(Data to use):
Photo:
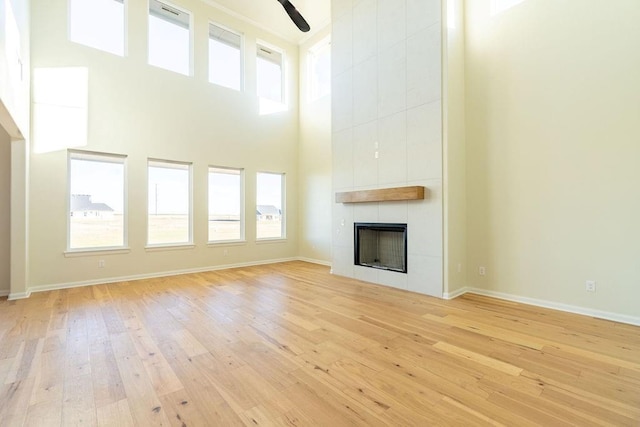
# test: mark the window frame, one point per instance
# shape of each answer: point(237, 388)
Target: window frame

--

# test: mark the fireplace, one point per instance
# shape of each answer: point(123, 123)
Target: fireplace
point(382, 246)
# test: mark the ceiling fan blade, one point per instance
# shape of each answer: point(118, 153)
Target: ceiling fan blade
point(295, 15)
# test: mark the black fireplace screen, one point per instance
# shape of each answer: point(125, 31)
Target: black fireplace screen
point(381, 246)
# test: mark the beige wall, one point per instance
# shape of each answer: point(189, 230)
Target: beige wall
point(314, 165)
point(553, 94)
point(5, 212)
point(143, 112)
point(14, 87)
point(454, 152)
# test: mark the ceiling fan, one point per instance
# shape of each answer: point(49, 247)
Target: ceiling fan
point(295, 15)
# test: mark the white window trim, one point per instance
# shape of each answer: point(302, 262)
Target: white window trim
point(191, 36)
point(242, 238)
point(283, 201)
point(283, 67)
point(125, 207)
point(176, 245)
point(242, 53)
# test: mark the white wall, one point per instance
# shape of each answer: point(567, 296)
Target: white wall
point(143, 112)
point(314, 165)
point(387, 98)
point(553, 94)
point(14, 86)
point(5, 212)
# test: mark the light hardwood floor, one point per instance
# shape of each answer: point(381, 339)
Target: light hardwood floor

---

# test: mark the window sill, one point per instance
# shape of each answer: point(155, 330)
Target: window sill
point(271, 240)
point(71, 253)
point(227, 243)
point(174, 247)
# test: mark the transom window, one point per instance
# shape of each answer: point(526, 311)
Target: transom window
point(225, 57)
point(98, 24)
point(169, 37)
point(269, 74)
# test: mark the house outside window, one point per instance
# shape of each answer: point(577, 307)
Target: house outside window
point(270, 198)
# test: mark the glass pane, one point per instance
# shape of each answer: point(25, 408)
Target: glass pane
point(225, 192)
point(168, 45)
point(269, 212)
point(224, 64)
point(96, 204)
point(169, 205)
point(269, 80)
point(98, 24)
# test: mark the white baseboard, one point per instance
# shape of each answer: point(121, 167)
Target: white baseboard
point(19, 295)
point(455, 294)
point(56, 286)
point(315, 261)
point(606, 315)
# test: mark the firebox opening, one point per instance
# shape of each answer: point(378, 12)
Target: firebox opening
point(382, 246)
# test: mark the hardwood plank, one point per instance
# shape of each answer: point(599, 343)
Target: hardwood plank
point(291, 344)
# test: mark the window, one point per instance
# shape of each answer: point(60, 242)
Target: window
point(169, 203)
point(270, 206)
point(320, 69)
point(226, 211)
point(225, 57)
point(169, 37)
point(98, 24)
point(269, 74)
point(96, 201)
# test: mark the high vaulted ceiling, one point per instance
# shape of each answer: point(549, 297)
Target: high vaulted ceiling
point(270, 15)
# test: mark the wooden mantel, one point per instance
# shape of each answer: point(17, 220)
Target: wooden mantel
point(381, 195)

(Written task): Replace "beige wall" with "tan wall" in everything from the line containing "# test: mark the fireplace, one" down to the line containing "point(454, 152)", and return only those lines with nothing else altered.

(Correct result):
# test: mark the fireplace, one point per instance
# shape of each answer: point(123, 123)
Target: fireplace
point(382, 246)
# test: mark the ceiling fan blade, one point per instance
# shape of each answer: point(118, 153)
Target: ceiling fan blade
point(295, 15)
# test: mark the black fireplace screen, one point per instance
# shape of each answer: point(125, 31)
Target: black fireplace screen
point(381, 246)
# test: mark the tan wall, one point per instance
# shape of each answer: point(189, 230)
Target: tan wall
point(314, 165)
point(553, 94)
point(5, 212)
point(143, 112)
point(14, 87)
point(454, 152)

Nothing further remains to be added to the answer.